[start of Task data]

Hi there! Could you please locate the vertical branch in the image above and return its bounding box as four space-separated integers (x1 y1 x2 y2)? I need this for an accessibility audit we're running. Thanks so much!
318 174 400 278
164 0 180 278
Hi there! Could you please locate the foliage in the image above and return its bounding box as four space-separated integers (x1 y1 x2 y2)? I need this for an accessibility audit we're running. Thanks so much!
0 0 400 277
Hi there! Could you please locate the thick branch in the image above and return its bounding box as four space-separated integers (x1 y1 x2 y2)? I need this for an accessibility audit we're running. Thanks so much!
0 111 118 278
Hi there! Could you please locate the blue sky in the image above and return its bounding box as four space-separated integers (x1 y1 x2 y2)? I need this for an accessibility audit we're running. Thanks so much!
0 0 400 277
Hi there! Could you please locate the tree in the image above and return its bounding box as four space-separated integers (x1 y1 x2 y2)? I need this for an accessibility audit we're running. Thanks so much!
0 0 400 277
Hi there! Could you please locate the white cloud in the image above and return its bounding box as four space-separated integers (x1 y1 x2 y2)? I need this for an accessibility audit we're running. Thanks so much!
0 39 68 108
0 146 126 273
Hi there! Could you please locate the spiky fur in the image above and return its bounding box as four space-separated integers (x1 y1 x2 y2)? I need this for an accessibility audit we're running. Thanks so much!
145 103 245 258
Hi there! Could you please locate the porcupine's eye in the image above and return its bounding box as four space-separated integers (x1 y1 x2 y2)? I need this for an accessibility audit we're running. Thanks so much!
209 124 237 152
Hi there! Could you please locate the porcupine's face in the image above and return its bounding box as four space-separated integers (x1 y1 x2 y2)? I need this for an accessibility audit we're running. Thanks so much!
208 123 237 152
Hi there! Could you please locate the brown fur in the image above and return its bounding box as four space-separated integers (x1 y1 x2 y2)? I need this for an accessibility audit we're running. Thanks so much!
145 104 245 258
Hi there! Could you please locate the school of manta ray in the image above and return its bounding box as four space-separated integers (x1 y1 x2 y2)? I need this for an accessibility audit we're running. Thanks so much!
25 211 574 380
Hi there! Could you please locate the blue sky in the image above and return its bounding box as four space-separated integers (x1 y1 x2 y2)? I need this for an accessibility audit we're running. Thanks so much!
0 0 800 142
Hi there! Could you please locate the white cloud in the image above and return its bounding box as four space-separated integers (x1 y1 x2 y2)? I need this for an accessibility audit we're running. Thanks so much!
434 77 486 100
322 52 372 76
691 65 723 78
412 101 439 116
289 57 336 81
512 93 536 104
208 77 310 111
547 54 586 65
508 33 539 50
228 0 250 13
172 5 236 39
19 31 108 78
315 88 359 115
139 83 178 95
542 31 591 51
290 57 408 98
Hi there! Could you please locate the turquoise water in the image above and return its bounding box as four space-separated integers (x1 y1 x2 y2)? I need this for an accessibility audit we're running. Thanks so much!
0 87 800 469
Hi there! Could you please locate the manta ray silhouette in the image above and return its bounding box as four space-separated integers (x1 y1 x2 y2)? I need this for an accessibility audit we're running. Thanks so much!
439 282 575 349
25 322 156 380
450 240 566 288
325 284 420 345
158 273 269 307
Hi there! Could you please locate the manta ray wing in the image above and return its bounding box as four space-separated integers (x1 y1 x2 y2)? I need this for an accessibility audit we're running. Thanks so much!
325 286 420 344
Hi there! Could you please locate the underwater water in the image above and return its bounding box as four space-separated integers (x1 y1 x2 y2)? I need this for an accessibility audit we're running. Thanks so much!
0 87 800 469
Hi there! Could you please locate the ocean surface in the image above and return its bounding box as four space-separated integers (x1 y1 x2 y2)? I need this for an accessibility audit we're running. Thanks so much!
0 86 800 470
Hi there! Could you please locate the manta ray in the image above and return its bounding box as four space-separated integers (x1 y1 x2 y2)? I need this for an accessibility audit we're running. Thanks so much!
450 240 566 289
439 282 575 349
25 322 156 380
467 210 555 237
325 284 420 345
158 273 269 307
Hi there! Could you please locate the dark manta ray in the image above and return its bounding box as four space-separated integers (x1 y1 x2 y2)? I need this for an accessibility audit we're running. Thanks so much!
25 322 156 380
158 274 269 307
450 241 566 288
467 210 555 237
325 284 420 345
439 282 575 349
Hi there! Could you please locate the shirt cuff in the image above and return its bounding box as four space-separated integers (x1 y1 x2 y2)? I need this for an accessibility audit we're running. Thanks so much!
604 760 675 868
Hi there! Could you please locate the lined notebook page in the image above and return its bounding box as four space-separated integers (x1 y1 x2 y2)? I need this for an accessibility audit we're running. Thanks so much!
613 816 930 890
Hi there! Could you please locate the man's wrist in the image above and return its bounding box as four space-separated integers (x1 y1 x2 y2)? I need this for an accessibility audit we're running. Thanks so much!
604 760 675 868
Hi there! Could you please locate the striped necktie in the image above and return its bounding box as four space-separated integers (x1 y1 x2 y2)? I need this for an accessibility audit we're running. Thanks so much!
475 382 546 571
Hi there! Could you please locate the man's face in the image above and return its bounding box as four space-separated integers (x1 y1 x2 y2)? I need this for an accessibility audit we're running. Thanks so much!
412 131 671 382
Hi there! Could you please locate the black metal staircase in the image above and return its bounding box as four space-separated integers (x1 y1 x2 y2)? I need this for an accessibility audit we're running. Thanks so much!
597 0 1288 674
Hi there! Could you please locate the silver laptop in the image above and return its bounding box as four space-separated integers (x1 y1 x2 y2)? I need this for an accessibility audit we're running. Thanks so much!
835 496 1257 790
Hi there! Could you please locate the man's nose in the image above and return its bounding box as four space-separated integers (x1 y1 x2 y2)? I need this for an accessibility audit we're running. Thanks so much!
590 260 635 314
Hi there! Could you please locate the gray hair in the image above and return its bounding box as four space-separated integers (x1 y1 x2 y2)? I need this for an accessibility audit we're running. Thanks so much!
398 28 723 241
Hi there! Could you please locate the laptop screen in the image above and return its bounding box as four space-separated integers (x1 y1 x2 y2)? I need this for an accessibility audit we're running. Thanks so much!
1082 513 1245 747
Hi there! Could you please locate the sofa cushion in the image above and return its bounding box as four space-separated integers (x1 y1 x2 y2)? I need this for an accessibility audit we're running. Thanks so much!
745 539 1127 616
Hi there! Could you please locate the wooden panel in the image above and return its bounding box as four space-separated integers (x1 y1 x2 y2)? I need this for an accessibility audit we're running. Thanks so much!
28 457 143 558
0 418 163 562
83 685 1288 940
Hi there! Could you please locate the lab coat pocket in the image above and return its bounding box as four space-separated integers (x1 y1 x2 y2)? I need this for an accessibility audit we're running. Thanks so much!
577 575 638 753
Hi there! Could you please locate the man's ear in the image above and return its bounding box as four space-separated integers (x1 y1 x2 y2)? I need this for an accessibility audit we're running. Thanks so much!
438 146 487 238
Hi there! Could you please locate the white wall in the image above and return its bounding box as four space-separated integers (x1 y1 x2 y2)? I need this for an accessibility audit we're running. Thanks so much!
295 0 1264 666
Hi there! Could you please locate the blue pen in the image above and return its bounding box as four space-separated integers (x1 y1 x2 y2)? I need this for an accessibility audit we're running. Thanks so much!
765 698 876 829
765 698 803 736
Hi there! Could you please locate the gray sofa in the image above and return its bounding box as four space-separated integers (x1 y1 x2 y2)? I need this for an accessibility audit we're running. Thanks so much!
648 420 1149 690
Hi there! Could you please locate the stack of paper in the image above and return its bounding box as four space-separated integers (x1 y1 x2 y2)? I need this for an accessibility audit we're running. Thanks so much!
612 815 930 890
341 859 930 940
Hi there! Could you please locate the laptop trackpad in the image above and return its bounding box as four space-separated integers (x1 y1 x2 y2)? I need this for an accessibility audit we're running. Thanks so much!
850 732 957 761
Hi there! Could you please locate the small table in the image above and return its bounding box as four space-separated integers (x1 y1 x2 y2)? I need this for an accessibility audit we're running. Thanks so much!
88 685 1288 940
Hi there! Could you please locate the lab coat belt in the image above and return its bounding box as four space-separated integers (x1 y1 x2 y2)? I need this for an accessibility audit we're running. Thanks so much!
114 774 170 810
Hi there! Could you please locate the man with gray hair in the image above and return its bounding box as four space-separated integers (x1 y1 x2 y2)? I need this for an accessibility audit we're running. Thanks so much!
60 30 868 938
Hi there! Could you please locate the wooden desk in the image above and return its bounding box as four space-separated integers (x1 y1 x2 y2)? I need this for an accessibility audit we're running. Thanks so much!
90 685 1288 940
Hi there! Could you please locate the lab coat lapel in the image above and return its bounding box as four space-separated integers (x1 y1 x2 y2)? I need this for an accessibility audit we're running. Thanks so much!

[end of Task data]

Could you repeat the entries from the very beginning through the line that contains "164 0 180 278", substituting "upright branch" for "vertical branch" and leaving everything else as it is?

Hi there! Could you please locate the upright branch in the image above and return its bounding box as four space-separated integers (x1 y1 x2 y2)? I need this for an accessibility audit we're running. Thanks so much!
318 174 400 278
164 0 180 278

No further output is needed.